#### Request:
Transcribe all of the records word for word, but omit the pictures.

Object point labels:
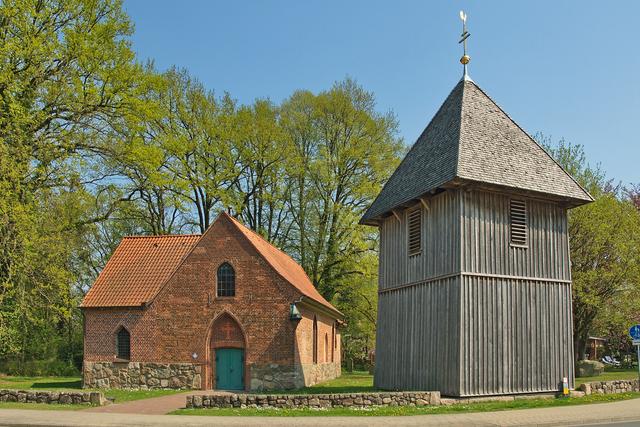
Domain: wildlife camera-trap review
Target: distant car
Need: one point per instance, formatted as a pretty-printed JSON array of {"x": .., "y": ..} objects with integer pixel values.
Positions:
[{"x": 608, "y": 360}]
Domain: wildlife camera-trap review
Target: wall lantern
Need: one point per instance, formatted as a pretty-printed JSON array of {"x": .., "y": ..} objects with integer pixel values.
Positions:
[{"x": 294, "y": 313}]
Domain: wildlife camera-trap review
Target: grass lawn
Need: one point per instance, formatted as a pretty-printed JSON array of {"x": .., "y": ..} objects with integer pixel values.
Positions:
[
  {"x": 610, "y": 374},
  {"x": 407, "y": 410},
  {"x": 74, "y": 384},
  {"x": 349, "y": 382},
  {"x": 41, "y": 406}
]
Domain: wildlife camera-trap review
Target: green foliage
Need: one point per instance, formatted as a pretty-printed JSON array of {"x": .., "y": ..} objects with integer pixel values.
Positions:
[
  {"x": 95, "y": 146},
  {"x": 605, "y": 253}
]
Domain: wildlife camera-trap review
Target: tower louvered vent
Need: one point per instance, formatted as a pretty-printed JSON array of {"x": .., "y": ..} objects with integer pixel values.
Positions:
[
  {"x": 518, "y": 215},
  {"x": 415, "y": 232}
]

#### Written answer:
Domain: wildlife camera-trap review
Target: distant car
Need: one point per instance, formatted as a pretty-printed JSON array of {"x": .., "y": ..} objects with integer pixel values.
Positions:
[{"x": 608, "y": 360}]
Domain: wildlife camera-trap review
Target: wall lantern
Need: one point per instance, formatted as a pretty-printed JSON array of {"x": .., "y": ..} objects with integer pixel values.
Positions:
[{"x": 294, "y": 313}]
Domain: wildlife camera-trap review
Target: grass lawn
Need: one point per instance, formatted as a pretty-printed JSON array of {"x": .., "y": ..} objects with integer pixel values.
Positions:
[
  {"x": 610, "y": 374},
  {"x": 407, "y": 410},
  {"x": 74, "y": 384},
  {"x": 349, "y": 382},
  {"x": 41, "y": 406}
]
Domain: wildlife camera-trap review
Target: green foliage
Need: one point per instance, formatted as a pretty-printed JSON array of {"x": .., "y": ..} objects with integer pixel values.
Positions:
[
  {"x": 95, "y": 146},
  {"x": 605, "y": 253}
]
Domain: wildlife camera-trap review
Target: tower louvered vent
Need: one point per instance, formatted as a pretty-printed JSON array of {"x": .., "y": ..} objects with integer pixel values.
Positions:
[
  {"x": 518, "y": 215},
  {"x": 415, "y": 232}
]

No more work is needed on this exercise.